What you are asked to do:
Rewrite the listing below, substituting "image" for every occurrence of "photo" and leaving everything else unchanged.
==== Data rows ====
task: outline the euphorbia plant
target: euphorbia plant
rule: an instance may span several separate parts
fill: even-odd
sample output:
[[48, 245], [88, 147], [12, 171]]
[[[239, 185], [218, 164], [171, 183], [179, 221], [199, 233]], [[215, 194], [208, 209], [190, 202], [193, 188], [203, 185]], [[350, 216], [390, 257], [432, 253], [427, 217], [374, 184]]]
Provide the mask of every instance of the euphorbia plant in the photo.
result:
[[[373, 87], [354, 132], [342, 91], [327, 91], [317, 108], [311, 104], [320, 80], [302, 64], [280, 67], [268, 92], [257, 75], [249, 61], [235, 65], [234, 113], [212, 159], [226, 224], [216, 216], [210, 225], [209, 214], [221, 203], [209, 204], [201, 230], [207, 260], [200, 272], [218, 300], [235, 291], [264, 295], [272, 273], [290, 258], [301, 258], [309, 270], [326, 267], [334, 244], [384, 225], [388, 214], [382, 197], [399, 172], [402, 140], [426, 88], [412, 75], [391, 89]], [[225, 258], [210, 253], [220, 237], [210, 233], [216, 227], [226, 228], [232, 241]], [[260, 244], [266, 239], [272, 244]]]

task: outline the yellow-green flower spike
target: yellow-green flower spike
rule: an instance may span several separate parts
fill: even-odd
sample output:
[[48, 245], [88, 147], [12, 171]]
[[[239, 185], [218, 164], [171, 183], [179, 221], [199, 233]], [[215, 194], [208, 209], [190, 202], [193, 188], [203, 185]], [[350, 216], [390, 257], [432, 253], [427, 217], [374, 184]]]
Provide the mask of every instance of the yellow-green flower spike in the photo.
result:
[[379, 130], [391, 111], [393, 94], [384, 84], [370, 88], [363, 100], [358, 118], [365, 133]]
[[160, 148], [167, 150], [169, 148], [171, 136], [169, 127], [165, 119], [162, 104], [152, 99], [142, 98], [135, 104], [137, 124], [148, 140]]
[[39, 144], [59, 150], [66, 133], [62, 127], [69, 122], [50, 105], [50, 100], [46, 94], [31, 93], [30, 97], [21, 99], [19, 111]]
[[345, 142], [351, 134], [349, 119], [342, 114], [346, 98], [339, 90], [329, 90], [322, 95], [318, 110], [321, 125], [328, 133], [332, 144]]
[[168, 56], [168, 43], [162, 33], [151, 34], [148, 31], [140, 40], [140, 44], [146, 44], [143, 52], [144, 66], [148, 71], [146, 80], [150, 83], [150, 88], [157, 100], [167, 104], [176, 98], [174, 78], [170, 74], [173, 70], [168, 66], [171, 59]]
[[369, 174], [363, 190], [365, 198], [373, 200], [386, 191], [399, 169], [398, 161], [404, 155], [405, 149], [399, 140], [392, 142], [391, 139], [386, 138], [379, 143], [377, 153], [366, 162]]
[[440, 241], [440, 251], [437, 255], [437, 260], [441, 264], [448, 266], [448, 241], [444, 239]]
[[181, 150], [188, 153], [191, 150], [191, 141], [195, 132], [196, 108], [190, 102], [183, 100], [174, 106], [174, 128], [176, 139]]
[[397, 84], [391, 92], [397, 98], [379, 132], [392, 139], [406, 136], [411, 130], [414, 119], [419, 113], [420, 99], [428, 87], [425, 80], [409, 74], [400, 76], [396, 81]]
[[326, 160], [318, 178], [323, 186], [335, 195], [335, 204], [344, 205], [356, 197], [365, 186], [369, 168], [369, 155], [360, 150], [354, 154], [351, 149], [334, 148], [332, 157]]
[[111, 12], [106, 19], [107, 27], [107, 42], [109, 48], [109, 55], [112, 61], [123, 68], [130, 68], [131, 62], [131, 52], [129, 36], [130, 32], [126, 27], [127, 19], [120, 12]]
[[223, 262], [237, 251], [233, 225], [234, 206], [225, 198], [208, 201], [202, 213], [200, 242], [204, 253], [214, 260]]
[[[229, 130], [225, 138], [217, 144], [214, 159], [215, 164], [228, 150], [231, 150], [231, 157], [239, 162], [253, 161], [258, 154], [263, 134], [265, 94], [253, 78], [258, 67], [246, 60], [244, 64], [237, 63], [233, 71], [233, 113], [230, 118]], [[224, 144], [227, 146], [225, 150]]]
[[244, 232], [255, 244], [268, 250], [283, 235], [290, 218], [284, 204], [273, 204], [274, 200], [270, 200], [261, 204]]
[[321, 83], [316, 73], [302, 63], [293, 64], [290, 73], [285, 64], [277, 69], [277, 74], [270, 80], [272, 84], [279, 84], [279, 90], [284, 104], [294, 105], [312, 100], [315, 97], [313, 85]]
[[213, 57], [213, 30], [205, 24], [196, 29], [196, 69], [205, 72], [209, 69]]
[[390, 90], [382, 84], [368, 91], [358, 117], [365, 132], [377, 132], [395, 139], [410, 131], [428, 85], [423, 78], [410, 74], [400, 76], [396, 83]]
====
Final result:
task: outline the euphorbia plant
target: euphorbia plant
rule: an instance may span several separate parts
fill: even-odd
sample output:
[[48, 245], [88, 147], [12, 171]]
[[[239, 185], [218, 164], [171, 183], [179, 221], [199, 233]], [[215, 194], [208, 209], [190, 202], [193, 188], [203, 185]], [[350, 216], [390, 257], [432, 253], [427, 217], [374, 184]]]
Provide the mask of every instance of the euphorbia plant in the image.
result:
[[[373, 87], [354, 132], [342, 91], [327, 91], [317, 108], [311, 104], [320, 80], [302, 64], [280, 67], [268, 92], [257, 75], [249, 61], [235, 65], [234, 113], [212, 159], [226, 224], [216, 216], [210, 225], [209, 214], [221, 203], [209, 204], [201, 230], [207, 260], [200, 272], [218, 300], [235, 291], [264, 295], [272, 273], [290, 258], [301, 258], [309, 270], [326, 267], [334, 244], [384, 225], [388, 214], [382, 197], [399, 172], [402, 140], [426, 88], [412, 75], [391, 89]], [[225, 258], [210, 253], [220, 237], [210, 233], [216, 227], [226, 228], [232, 241]], [[260, 244], [266, 239], [272, 244]]]

task: outline the yellow-green flower spike
target: yellow-green flower spike
rule: an instance may span several separate parts
fill: even-odd
sample output:
[[48, 245], [88, 147], [12, 171]]
[[[239, 185], [218, 164], [171, 183], [179, 221], [199, 233]], [[215, 194], [208, 209], [190, 202], [193, 188], [203, 185]], [[350, 216], [390, 257], [432, 253], [427, 217], [374, 184]]]
Provide the mask of every instance of the yellow-green flower spike in the image.
result:
[[379, 130], [391, 111], [393, 94], [384, 84], [370, 88], [363, 100], [358, 118], [365, 133]]
[[160, 148], [167, 150], [169, 148], [171, 136], [169, 127], [165, 119], [162, 104], [152, 99], [142, 98], [135, 104], [137, 124], [148, 140]]
[[39, 144], [59, 150], [66, 133], [62, 127], [69, 122], [50, 105], [50, 100], [46, 94], [31, 93], [30, 97], [21, 99], [19, 111]]
[[345, 142], [351, 134], [349, 119], [342, 114], [346, 98], [339, 90], [329, 90], [322, 95], [318, 110], [321, 125], [328, 133], [332, 144]]
[[168, 56], [168, 43], [162, 33], [151, 34], [148, 31], [140, 40], [140, 44], [146, 44], [143, 52], [144, 66], [148, 71], [146, 80], [150, 83], [150, 88], [157, 100], [167, 104], [176, 98], [174, 78], [170, 74], [173, 70], [168, 66], [171, 59]]
[[369, 174], [363, 190], [365, 198], [373, 200], [386, 191], [399, 169], [398, 161], [404, 155], [405, 149], [399, 140], [392, 142], [391, 139], [386, 138], [379, 143], [377, 153], [366, 162]]
[[440, 241], [440, 251], [437, 255], [437, 260], [441, 264], [448, 266], [448, 241], [444, 239]]
[[181, 150], [188, 153], [191, 150], [191, 141], [195, 132], [196, 108], [190, 102], [183, 100], [174, 106], [174, 128], [176, 139]]
[[397, 84], [391, 92], [397, 98], [379, 132], [392, 139], [406, 136], [411, 130], [414, 119], [419, 113], [420, 99], [428, 87], [425, 80], [409, 74], [400, 76], [396, 81]]
[[326, 160], [318, 178], [323, 186], [335, 195], [335, 204], [344, 205], [356, 197], [365, 186], [369, 168], [369, 155], [360, 150], [354, 154], [351, 149], [334, 148], [332, 157]]
[[111, 12], [106, 19], [107, 27], [107, 42], [109, 48], [109, 55], [112, 61], [123, 68], [130, 68], [131, 62], [131, 52], [129, 36], [130, 32], [126, 27], [127, 19], [120, 12]]
[[223, 262], [237, 251], [233, 225], [234, 206], [225, 198], [208, 201], [202, 213], [200, 242], [204, 253], [214, 260]]
[[[229, 130], [225, 138], [217, 144], [214, 159], [215, 164], [228, 150], [231, 150], [231, 157], [239, 162], [253, 161], [258, 154], [263, 134], [265, 94], [253, 78], [258, 67], [246, 60], [244, 64], [237, 63], [233, 71], [233, 113], [230, 118]], [[224, 144], [227, 146], [225, 150]]]
[[244, 232], [255, 244], [268, 250], [283, 235], [290, 218], [284, 204], [273, 204], [274, 200], [270, 200], [261, 204]]
[[321, 83], [316, 73], [302, 63], [293, 64], [290, 73], [285, 64], [277, 69], [277, 74], [270, 80], [272, 84], [279, 84], [279, 90], [284, 104], [294, 105], [312, 100], [315, 97], [313, 85]]
[[213, 57], [213, 30], [205, 24], [196, 29], [196, 69], [205, 72], [209, 69]]
[[390, 90], [382, 84], [368, 91], [358, 117], [365, 132], [377, 132], [395, 139], [410, 131], [428, 85], [423, 78], [410, 74], [400, 76], [396, 83]]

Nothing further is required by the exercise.